Selected extract:
Less Lubrication Links Knee Injury to Arthritis
Animal Study Shows Loss of Lubrication May Cause Osteoarthritis
WebMD News Archive
June 8, 2005 -- A knee injury may increase the risk of osteoarthritis in
later years by causing lasting lubrication problems.
Based on animal tests, researchers found that knee injuries caused a
progressive loss of joint lubrication that may contribute to premature wear of
the joints and lead to
Osteoarthritis is a common form of arthritis that usually strikes people
later in life and results in joint pain and stiffness. The condition is caused
by a gradual loss of joint-cushioning cartilage between the joints.
Although knee injuries and osteoarthritis have been linked before,
researchers say these findings offer proof of a possible mechanism.
"In this study, we were able to quantify loss of lubrication, which has
important implications for preventing osteoarthritis," says researcher
Gregory D. Jay, MD, PhD, research director in emergency medicine at Rhode
Island Hospital, in a news release. "If you're walking on a nonlubricated
joint, it's very likely you'll develop osteoarthritis or induce damage to other
areas of the knee."

How to complete this task:
Extend the news report on knee injuries and lost joint lubrication, picking up after its final sentence. The data that follows was taken from a separate source.

Material supplied:

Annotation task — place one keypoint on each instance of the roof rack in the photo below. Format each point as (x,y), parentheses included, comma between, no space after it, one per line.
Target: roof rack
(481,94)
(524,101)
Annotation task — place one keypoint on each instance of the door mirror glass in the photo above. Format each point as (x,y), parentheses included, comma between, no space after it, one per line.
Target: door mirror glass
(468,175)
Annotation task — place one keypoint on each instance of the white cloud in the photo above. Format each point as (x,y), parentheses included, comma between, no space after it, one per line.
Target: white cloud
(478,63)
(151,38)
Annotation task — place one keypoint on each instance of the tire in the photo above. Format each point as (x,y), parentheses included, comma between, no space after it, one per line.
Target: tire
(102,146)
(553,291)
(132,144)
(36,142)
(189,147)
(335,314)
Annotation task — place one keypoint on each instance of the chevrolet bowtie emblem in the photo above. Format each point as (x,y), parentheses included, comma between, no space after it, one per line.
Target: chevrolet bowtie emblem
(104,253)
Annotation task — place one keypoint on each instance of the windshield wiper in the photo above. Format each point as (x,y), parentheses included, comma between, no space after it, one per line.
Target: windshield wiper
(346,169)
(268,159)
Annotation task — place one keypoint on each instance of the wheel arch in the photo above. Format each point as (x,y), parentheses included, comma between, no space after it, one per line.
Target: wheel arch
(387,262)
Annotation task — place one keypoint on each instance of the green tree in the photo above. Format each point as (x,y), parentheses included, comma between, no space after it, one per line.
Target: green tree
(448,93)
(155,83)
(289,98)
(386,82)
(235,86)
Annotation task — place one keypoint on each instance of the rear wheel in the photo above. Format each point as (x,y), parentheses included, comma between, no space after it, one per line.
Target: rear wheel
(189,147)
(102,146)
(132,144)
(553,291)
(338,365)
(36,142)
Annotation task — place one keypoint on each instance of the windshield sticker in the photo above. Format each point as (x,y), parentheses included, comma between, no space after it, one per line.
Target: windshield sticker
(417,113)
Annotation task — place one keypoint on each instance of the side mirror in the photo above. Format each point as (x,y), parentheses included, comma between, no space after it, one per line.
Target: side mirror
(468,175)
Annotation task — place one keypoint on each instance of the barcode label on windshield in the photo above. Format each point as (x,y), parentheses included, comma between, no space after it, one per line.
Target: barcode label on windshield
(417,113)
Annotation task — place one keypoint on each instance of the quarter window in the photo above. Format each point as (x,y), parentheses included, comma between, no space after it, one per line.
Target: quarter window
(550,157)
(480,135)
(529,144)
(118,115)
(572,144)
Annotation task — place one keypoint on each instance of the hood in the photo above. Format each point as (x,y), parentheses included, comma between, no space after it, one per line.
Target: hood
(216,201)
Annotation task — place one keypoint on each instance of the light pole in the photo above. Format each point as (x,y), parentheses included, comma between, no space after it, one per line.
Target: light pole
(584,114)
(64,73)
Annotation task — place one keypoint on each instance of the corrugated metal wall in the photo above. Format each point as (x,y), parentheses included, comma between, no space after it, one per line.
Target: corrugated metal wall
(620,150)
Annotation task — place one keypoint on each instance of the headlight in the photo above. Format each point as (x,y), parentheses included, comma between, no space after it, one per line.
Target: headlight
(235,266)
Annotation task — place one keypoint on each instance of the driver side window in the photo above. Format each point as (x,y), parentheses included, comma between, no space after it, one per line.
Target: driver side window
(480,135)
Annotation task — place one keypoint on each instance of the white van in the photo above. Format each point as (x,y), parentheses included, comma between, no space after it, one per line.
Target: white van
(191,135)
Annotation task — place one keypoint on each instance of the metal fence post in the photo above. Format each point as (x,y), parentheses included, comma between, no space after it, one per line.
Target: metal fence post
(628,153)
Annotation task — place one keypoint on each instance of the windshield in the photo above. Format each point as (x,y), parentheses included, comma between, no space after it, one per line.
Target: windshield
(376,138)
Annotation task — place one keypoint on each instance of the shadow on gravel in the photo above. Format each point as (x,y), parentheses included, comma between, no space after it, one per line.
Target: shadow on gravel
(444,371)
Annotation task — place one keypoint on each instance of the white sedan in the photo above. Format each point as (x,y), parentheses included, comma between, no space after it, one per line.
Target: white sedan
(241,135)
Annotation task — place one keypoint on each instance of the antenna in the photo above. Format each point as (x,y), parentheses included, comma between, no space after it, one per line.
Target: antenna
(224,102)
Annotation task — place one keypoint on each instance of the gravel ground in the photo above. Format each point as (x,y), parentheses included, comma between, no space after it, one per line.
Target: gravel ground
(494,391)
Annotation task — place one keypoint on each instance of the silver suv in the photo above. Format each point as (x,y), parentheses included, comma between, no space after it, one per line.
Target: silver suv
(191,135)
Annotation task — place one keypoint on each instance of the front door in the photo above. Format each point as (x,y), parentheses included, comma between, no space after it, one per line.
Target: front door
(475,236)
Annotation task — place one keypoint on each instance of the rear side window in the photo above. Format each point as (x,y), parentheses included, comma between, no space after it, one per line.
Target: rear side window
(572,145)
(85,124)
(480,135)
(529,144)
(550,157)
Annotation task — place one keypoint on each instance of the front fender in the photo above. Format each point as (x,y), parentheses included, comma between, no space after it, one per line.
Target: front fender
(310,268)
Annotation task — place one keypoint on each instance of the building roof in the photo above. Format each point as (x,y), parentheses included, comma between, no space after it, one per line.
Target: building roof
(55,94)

Answer box:
Loss of Lubrication May Lead to Osteoarthritis
In the study, which appears in the June issue of Arthritis and
Rheumatism, researchers examined the effect of knee injury on joint
lubrication in a group of rabbits.
The study showed that the lubricating ability of the joint fluid surrounding
the joints was significantly decreased following a knee injury.
Researchers measured the lubricating ability of joint fluid taken from the
knee joints up to three weeks after the injury. They found that the
concentration of lubricin, a natural substance that protects the joint from
wear, significantly decreased in the weeks following injury.
Researchers compared their findings in the rabbits to observations of
emergency room patients with knee injuries and found a similar deterioration of
lubricating ability due to loss of lubricin.
They say the results indicate that the level of lubricin in the affected
joint may be linked to osteoarthritis risk.
"If you injure a joint, or have been injured in the past, it would be
useful to have a test that could indicate your level of risk for developing
arthritis," says Jay.
Researchers say they've developed a simple test that can be performed in any
hospital laboratory to determine lubricin levels.